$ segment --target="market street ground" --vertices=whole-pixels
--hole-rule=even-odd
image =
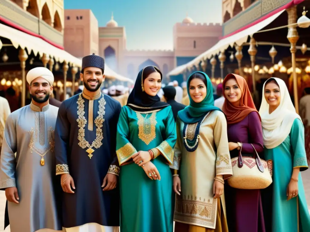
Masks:
[[[307,203],[308,204],[308,208],[310,209],[310,169],[308,169],[306,171],[302,172],[302,176],[305,188]],[[0,231],[3,231],[5,200],[4,191],[0,191]]]

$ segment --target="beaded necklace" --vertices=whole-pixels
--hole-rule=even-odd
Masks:
[[[195,130],[194,137],[192,140],[189,139],[187,138],[187,129],[188,126],[188,123],[184,123],[184,126],[183,128],[183,143],[188,151],[193,152],[195,151],[198,147],[199,138],[199,132],[200,128],[200,125],[208,117],[210,112],[208,112],[207,114],[201,118],[198,122],[196,123],[197,124]]]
————
## STATED PROBLEM
Edit all of the rows above, replacing "beaded necklace" with "pearl necklace" and leaving everything else unchanged. Omit the pictures from your answer.

## RESULT BELOW
$ segment --target="market street ground" --vertices=whole-pixels
--hole-rule=even-odd
image =
Masks:
[[[307,203],[308,204],[308,208],[310,209],[310,169],[308,169],[306,171],[302,172],[302,176],[305,188]],[[0,231],[3,231],[5,200],[4,191],[0,191]]]

$ segment --target="pearl necklace" --vertices=whole-pixels
--hole-rule=even-odd
Masks:
[[[195,130],[194,137],[192,140],[189,139],[187,138],[187,129],[188,126],[188,123],[184,123],[184,126],[183,128],[183,143],[188,151],[193,152],[195,151],[198,147],[199,138],[199,132],[200,128],[200,125],[208,117],[210,112],[208,112],[207,114],[201,118],[198,122],[196,123],[197,124]]]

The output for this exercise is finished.